### QUOTED PASSAGE ###

- Wednesday, July 15, 2020

Iraq’s new prime minister, Mustafa al-Kadhimi, is trying to clean up the country and reduce the baleful influence of Iran on its sovereignty.

He is attempting to demobilize the armed Shiite militias and return the parties that sponsor them to purely political status. The United States needs to support him. One of the best tools that we have with which to do that is to make the eventual withdrawal of U.S. forces contingent upon the withdrawal of all Iranian military elements.

The commander of U.S. Central Command, which oversees Iraq, recently made a cogent argument for keeping U.S. forces in the country as a hedge against Iran. As late as 2018, his logic would have made good strategic sense, but the strategic landscape has changed for several reasons.

First, Iraq is no longer a vital U.S. interest. Our country is now energy self-sufficient and the strategic rationale for keeping forces on the ground there diminished with the defeat of ISIS. If Mr. Kadhimi is successful in bringing about reforms which would lessen the Sunni grievances that allowed ISIS to surge in 2014, it will lessen the chances of another Sunni insurgency.

Second, Iran remains a threat, but our primary interest is in keeping Iran from becoming a nuclear power. However, the Israelis appear to be doing a good job of that by covertly sabotaging Iran’s nuclear facilities. In addition, Iran’s military ineptitude has been on display starkly in 2020. From shooting down a civilian airliner to mistakenly sinking one of its own warships, the folly of creating a military that also acts as an internal security force as Iran has done with its Revolutionary Guard Corps (IRGC) has been laid bare. Such forces inevitably become militarily problematical.

###

EXERCISES:
A) Which countries does the commentary on U.S. forces in Iraq mention, either by name or through a reference to their people or government?
B) In the commentary on U.S. forces in Iraq, what is the primary U.S. interest regarding Iran?
C) Proceed with the commentary on U.S. forces in Iraq, starting after its last sentence.
The rows have no connection to the commentary on U.S. forces in Iraq.

### DATASET CONTENT ###

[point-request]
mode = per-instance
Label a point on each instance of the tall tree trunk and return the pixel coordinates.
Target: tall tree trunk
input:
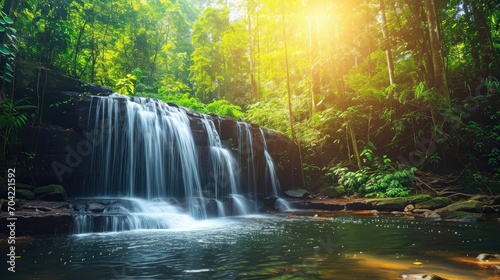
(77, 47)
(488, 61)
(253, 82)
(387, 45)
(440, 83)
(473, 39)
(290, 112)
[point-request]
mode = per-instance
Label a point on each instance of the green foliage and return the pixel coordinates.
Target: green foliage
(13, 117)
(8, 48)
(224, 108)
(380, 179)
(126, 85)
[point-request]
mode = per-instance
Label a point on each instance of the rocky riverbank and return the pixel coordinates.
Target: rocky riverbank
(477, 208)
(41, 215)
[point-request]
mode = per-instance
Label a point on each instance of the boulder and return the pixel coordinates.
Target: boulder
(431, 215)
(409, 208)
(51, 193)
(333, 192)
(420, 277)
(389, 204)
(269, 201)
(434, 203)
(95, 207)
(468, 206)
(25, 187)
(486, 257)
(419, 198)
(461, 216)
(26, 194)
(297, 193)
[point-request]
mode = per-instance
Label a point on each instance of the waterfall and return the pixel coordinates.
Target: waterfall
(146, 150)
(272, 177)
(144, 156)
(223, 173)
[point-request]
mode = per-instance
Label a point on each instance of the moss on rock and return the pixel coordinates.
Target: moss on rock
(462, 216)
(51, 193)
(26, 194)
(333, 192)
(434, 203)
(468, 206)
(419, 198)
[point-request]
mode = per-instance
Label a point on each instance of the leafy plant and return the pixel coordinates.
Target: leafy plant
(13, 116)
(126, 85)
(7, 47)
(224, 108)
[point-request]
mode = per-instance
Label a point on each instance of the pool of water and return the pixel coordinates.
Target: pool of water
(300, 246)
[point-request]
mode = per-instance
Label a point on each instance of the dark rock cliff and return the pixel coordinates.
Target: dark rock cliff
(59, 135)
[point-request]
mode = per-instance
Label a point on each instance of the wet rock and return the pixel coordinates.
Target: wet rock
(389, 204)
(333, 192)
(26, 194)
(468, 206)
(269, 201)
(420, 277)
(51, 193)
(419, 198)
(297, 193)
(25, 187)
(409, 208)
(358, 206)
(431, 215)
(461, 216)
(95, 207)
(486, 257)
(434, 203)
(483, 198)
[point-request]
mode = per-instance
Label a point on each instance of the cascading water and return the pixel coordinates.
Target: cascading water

###
### DATASET CONTENT ###

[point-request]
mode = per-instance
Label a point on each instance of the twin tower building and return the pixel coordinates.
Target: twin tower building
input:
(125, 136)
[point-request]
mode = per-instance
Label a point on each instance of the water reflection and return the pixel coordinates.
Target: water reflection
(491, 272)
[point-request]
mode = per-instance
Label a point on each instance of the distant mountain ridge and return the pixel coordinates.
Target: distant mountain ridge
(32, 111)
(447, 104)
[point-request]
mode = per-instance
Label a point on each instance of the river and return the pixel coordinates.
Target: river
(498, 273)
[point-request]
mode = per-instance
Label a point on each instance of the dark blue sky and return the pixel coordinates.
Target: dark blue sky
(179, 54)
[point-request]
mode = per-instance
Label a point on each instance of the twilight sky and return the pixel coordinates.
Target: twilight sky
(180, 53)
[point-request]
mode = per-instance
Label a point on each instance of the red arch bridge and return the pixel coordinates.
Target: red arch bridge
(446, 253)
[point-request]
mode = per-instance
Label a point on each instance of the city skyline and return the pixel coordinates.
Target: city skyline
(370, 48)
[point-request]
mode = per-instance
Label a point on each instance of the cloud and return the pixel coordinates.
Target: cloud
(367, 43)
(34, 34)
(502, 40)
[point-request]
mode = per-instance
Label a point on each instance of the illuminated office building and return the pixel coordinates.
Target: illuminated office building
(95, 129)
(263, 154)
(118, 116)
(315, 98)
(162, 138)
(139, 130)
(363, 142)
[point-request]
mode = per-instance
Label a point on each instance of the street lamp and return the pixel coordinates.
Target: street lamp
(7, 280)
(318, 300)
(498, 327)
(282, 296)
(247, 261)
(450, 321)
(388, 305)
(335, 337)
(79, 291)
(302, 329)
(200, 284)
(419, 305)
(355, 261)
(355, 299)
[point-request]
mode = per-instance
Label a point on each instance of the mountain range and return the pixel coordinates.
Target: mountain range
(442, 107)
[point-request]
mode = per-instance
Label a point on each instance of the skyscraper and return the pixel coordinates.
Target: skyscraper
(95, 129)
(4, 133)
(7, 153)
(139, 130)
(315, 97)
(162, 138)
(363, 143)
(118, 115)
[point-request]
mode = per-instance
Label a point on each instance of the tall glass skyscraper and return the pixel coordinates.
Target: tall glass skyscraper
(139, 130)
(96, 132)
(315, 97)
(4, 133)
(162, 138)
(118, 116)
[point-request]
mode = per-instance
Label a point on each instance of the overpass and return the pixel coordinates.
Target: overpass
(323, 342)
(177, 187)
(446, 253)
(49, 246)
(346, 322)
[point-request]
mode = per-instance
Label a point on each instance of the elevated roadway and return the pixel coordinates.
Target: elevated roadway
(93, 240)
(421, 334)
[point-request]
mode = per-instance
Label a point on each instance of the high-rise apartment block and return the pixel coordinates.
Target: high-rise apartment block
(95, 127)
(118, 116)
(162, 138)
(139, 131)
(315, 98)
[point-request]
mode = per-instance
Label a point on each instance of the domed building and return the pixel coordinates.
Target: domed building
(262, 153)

###

ANSWERS FOR THIS EXERCISE:
A) Iraq, Iran, the United States, Israel

B) Keeping Iran from becoming a nuclear power.

C)
Finally, the troops that America has in Iraq are not configured to repel a conventional Iranian invasion. There are better ways to deter an attack on Iraq.

The real threat to the sovereignty of Iraq is Iranian-backed Shiite militias, which have played a key role in suppressing legitimate dissent and in repressing the nation’s Sunni minority in the guise of guarding against an ISIS resurgence. Mr. Kadhimi is valiantly trying to control and disarm these militias, but they are de facto arms of the IRGC’s Quds force, which effectively equips and leads them.

Iran argues that the Quds force is a counterweight to American presence. This would give Mr. Kadhimi the political leverage to demand that all foreign military forces leave the country should he ever decide that he has sufficient backing from Iraq’s legitimate security forces to do so.

Before Saddam Hussein hijacked the Baathist Party in the 1970s, Iraq was the economic superstar of the region. It was the most highly educated nation in the Middle East and had the best electrical grid and medical infrastructure. Saddam’s wars against Iran and the United States and the chaos that followed his elimination has damaged that badly, but the potential is still there. We can help, but military presence is not the answer. Most Iraqis — Sunni and Shiite alike — just want to be left alone, and foreign military presence in any form is generally unwelcome.

The best solution for maintaining regional security and rebuilding Iraq would be a bilateral defense agreement between the United States and Iraq that would ensure the United States would support Baghdad in the event of any foreign invasion. The difference between that agreement and the ones we have with South Korea and Japan is that we would not have permanent troops on Iraqi soil.

Prepositioned ground and air combat equipment could be emplaced in Iraq’s Kurdistan region. Maintained and guarded by contract personnel, this capability would serve two purposes. First, it would deter Iran. Second, it would keep Turkey honest. We have ties to the Kurds and the Turks, but they hate each other. Such an agreement would help keep Kurdistan in the Iraqi fold because a Kurdish declaration of independence would cross a Turkish line in the sand.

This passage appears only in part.